■ **Work to complete**
What you give back must match the records below exactly.
[Source records — start]
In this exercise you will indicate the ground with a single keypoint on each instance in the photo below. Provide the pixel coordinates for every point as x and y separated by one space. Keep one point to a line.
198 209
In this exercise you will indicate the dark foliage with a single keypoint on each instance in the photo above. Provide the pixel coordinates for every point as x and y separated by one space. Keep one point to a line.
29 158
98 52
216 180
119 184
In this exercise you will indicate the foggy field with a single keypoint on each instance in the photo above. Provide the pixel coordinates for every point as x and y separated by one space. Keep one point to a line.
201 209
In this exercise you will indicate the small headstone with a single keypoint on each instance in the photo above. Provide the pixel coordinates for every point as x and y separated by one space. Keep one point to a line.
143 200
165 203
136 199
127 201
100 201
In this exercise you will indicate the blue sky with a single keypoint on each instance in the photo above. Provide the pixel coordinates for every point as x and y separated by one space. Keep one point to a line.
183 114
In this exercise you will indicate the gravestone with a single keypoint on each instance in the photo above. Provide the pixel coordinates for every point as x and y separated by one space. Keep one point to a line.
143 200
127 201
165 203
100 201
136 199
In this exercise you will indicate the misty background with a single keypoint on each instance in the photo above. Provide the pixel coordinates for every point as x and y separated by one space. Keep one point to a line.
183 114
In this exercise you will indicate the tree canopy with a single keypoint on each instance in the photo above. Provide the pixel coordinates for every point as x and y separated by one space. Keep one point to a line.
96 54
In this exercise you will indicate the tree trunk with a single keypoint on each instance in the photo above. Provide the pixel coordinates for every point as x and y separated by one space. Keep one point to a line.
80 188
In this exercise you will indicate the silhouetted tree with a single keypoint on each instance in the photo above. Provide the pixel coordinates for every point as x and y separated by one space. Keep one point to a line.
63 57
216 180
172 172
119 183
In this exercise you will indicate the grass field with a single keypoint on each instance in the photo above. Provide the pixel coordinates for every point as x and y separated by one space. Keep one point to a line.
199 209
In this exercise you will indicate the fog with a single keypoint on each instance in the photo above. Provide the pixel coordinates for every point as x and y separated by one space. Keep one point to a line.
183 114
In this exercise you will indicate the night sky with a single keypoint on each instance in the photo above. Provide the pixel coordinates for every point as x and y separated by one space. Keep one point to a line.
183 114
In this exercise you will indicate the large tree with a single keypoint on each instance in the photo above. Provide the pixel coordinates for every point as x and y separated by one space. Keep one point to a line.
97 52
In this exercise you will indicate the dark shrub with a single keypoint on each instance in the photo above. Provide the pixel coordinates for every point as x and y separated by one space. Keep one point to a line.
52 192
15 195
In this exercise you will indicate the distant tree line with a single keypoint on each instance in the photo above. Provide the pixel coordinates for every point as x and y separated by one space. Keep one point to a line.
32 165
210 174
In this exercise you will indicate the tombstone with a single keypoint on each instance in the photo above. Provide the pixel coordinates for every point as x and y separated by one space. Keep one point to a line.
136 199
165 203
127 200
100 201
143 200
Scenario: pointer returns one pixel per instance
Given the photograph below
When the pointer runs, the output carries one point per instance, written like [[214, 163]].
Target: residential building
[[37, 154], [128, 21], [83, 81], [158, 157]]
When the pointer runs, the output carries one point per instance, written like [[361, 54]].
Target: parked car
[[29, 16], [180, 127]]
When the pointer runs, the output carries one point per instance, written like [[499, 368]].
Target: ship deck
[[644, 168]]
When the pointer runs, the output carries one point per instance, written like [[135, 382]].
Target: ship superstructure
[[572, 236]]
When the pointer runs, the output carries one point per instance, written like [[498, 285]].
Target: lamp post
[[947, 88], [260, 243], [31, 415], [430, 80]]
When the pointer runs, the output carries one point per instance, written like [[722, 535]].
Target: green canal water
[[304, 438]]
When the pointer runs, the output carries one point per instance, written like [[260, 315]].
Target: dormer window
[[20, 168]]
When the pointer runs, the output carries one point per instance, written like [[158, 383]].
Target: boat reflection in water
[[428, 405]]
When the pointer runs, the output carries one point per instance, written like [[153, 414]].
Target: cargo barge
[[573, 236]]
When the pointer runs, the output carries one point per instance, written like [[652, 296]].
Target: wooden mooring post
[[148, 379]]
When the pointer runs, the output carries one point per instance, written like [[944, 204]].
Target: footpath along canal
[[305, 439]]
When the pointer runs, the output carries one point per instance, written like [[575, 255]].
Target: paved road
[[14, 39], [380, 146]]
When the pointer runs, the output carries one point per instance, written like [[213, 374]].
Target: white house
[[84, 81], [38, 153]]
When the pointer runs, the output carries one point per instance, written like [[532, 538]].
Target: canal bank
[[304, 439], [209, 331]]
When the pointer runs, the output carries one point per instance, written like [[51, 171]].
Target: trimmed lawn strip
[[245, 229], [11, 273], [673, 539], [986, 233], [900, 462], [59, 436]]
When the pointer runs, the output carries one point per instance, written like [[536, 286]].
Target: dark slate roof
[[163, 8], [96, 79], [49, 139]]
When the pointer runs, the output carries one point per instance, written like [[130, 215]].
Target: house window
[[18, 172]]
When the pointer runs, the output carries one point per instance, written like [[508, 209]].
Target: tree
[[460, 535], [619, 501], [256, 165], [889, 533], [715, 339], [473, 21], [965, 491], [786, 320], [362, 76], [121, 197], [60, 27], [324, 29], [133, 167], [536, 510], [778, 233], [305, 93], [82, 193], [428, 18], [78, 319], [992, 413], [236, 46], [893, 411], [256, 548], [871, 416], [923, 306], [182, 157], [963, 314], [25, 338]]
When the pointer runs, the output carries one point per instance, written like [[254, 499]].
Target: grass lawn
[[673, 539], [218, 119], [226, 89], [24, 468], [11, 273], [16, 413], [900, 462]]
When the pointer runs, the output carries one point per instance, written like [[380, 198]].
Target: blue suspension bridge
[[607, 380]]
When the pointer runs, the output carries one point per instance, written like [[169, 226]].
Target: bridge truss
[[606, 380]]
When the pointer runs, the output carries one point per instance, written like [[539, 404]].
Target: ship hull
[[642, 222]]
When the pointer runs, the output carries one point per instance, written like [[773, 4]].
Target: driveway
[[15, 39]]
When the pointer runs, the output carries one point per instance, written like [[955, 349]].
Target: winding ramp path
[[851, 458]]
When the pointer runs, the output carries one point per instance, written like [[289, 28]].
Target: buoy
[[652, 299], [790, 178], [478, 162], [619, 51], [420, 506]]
[Source records — finish]
■ **Exercise output**
In this exercise you will indicate the ground with a single keypoint on each instance in the photo below. Provide the pixel coordinates for every point as x and y separated by one space. Keep one point to a line.
198 209
In this exercise you will indicate the dark foliage with a single keypoint on each instance in the photo above. Provide the pixel coordinates for every point as x and y separated by one space. Keep one point to a line.
29 158
98 52
216 180
119 184
In this exercise you will indicate the foggy field with a single keypoint on each instance in the photo above. Provide the pixel coordinates for every point as x and y separated by one space. Keep one point to a line.
201 209
In this exercise you will indicate the small headstone with a single keypoint on each instance in the photo above. Provide the pixel coordinates for every point as x and y separated by one space. Keep one point to a line.
143 200
165 203
136 199
127 201
100 201
In this exercise you will indicate the blue sky with a single keypoint on each instance in the photo above. Provide the pixel coordinates for every point as x and y separated by one space. Keep one point to a line.
183 114
In this exercise you will indicate the gravestone with a single keypoint on each instance in the photo above. Provide the pixel coordinates for every point as x and y separated by one space. Keep one point to a line.
143 200
127 201
165 203
100 201
136 199
In this exercise you will indicate the misty background with a single keypoint on each instance in the photo above. Provide the pixel coordinates for every point as x and y separated by one space. Keep one point to a line.
183 114
In this exercise you will indicate the tree canopy with a single keypoint on each instance in the photo above. Provide the pixel coordinates for every point as x and y separated by one space. Keep one point to a line.
96 54
In this exercise you will indicate the tree trunk with a single keypoint on each instance in the photo above. Provide the pixel coordinates for every point as x and y separated by one space. Keep one point to a line.
80 188
In this exercise you will indicate the silhouetted tree with a single keypoint on each instance in the photo above. Provide the pixel coordinates for every point as x and y separated by one space. Keep one point to a line.
63 57
216 180
172 172
119 183
In this exercise you will indicate the grass field with a single keypoint on each instance in the photo above. Provide the pixel coordinates for every point as x and y separated by one space. Keep one point to a line.
199 209
In this exercise you will indicate the fog with a single keypoint on each instance in the photo above. Provide the pixel coordinates for every point as x and y separated by one space. Keep one point to a line.
183 114
In this exercise you will indicate the night sky with a single keypoint on each instance in the photo above. Provide the pixel coordinates for every point as x and y separated by one space. Keep one point to a line.
183 114
In this exercise you will indicate the large tree with a single keypoint on each instance in the photo above. Provide the pixel coordinates for every point as x and y separated by one space. Keep one point to a line.
97 52
In this exercise you will indicate the dark shrub with a single keypoint on each instance in the photo above. Provide the pixel coordinates for every point as x and y separated by one space. Keep one point to a line.
52 192
15 195
In this exercise you will indicate the distant tree line with a single keypoint on each instance in the photo above. Provide the pixel coordinates for every point as x and y separated by one space. Keep one point to a line.
32 165
210 174
In this exercise you will indicate the tombstone with a single keypoint on each instance in the photo above. Provide the pixel coordinates for every point as x and y separated by one space. Keep one point to a line.
136 199
165 203
127 200
100 201
143 200
Scenario: pointer returns one pixel per instance
Given the photograph below
When the pointer runs, the output carries one point per instance, written like [[214, 163]].
Target: residential building
[[37, 154], [128, 21], [83, 81], [158, 157]]
When the pointer runs, the output carries one point per instance, written like [[361, 54]].
Target: parked car
[[29, 16], [180, 127]]
When the pointer runs, the output carries one point per instance, written like [[499, 368]].
Target: ship deck
[[644, 168]]
When the pointer runs, the output carries one point per instance, written like [[135, 382]].
Target: ship superstructure
[[572, 236]]
When the pointer runs, the output carries one point per instance, written like [[498, 285]].
Target: lamp post
[[947, 88], [260, 243], [31, 415], [430, 80]]
When the pointer runs, the output carries one point per instance, written like [[722, 535]].
Target: green canal water
[[304, 438]]
When the pointer runs, the output carries one point per instance, written like [[260, 315]].
Target: dormer window
[[20, 168]]
When the pointer runs, the output carries one point per instance, written like [[158, 383]].
Target: boat reflection in water
[[428, 405]]
When the pointer runs, the output carries one point per instance, written like [[153, 414]].
Target: cargo barge
[[573, 236]]
When the pointer runs, the output carries one point per instance, written like [[652, 296]].
Target: wooden mooring post
[[148, 379]]
When the pointer runs, the output carries one point per instance, written like [[944, 204]].
Target: footpath along canal
[[305, 439]]
When the pointer runs, the output carries one point per instance, written like [[575, 255]].
Target: paved road
[[14, 39], [380, 146]]
When the pointer runs, the output carries one point per instance, written like [[213, 374]].
Target: white house
[[84, 81], [38, 153]]
When the pointer runs, the output carries one point per instance, written like [[532, 538]].
Target: canal bank
[[304, 439], [209, 331]]
When the pointer runs, the output carries one point per instance, written like [[51, 171]].
Target: trimmed lawn strip
[[245, 229], [11, 273], [673, 539], [986, 233], [900, 462], [59, 436]]
When the pointer runs, the output carries one point per instance, written like [[536, 286]].
Target: dark slate roof
[[163, 8], [96, 79], [49, 139]]
When the pointer runs, the output carries one point per instance, written like [[130, 215]].
Target: house window
[[18, 172]]
When the pointer runs, the output carries one point per instance, written like [[508, 209]].
Target: tree
[[460, 535], [619, 501], [256, 165], [889, 533], [715, 339], [473, 21], [965, 491], [786, 320], [362, 76], [121, 197], [60, 27], [324, 29], [133, 167], [536, 510], [778, 233], [305, 93], [82, 193], [428, 18], [78, 319], [992, 413], [236, 46], [893, 411], [256, 548], [871, 416], [923, 306], [182, 157], [963, 314], [25, 338]]
When the pointer runs, the output carries one point per instance, written like [[254, 499]].
Target: grass lawn
[[673, 539], [218, 119], [226, 89], [24, 468], [11, 273], [16, 413], [900, 462]]
When the pointer runs, the output carries one point per instance, written like [[380, 198]].
Target: blue suspension bridge
[[607, 380]]
When the pointer runs, the output carries one point per instance, written like [[169, 226]].
Target: bridge truss
[[606, 380]]
When the pointer runs, the output carries one point per instance, written like [[539, 404]].
Target: ship hull
[[642, 222]]
When the pointer runs, the output carries one point per instance, written like [[773, 4]].
Target: driveway
[[15, 39]]
When the pointer runs, the output carries one point per instance, written like [[955, 349]].
Target: winding ramp path
[[851, 458]]
When the pointer runs, the output carries one point per instance, written like [[289, 28]].
Target: buoy
[[652, 299], [790, 178], [478, 162], [619, 51], [420, 506]]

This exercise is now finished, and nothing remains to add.